-- begin Text segment --

THE CADLE COMPANY II, INC.,

    Plaintiff and Appellant,                         G039037

        v.                                           (Super. Ct. No. 06CC05920)

WAYNE FISCUS,                                        OPINION

    Defendant and Respondent.



                  Appeal from an order of the Superior Court of Orange County, H. Warren
Siegel, Judge. Reversed and remanded with directions.
                  Brewer & Brewer and Templeton Briggs for Plaintiff and Appellant.
                  Theodore C. Beall for Defendant and Respondent.
              The Cadle Company II, Inc. (Cadle), appeals from the trial court’s order
granting Wayne Fiscus’s motion to quash service of summons in its action to revive a
1992 money judgment against Fiscus. The trial court concluded the independent action
to enforce the judgment required Fiscus have current contacts with the State of California
and the original judgment did not suffice for minimum contacts. We disagree and reverse
the order.

-- end Text segment --
-- begin Provided data --

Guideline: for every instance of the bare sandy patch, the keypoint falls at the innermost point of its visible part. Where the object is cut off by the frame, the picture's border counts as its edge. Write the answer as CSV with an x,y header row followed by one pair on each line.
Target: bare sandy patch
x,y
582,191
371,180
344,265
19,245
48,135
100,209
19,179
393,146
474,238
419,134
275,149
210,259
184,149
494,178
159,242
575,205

-- end Provided data --

● Complete the following
• A. From the court opinion excerpt, list every name given for a party, the trial judge, or counsel.
• B. Write the next paragraph of the court opinion, picking up after its last sentence.

● Outputs
• A.
- The Cadle Company II, Inc. (plaintiff and appellant)
- Wayne Fiscus (defendant and respondent)
- H. Warren Siegel (judge of the Superior Court of Orange County)
- Brewer & Brewer and Templeton Briggs (counsel for plaintiff and appellant)
- Theodore C. Beall (counsel for defendant and respondent)

• B.
                                         FACTS
              In 1991, Fiscus defaulted on a promissory note, executed in California in
1987, held by Union Bank. Union Bank assigned the debt to The Best Service Company
(Best), and Best filed suit. Fiscus, who was then a resident of Arizona, answered the
complaint. On February 27, 1992, after Best apparently successfully moved for summary
judgment, a judgment was entered in San Mateo County against Fiscus in Best’s favor for
$14,800.45, representing the promissory note’s unpaid balance of $9,201.41, plus accrued
interest, attorney fees, and costs (hereafter the 1992 judgment). On June 21, 2001, Best
assigned the unsatisfied judgment to Cadle.
              On February 25, 2002, Cadle filed an application with the clerk of the San
Mateo County Superior Court pursuant to Code of Civil Procedure section 683.1201 for
renewal of the 1992 judgment, and the clerk entered the renewal in a total amount of
$29,403.45 (original judgment plus accrued interest). Fiscus was served with notice of
the renewed judgment and did not challenge the renewal.
              On May 9, 2006, Cadle filed the instant action, an independent complaint to
enforce the 1992 judgment. Fiscus filed a motion to quash service of summons on the
grounds the court lacked personal jurisdiction. Fiscus declared he has been a resident of
Arizona since 1987, and does not own property, conduct business, or maintain a
residence in California.


1
              All further statutory references are to the Code of Civil Procedure.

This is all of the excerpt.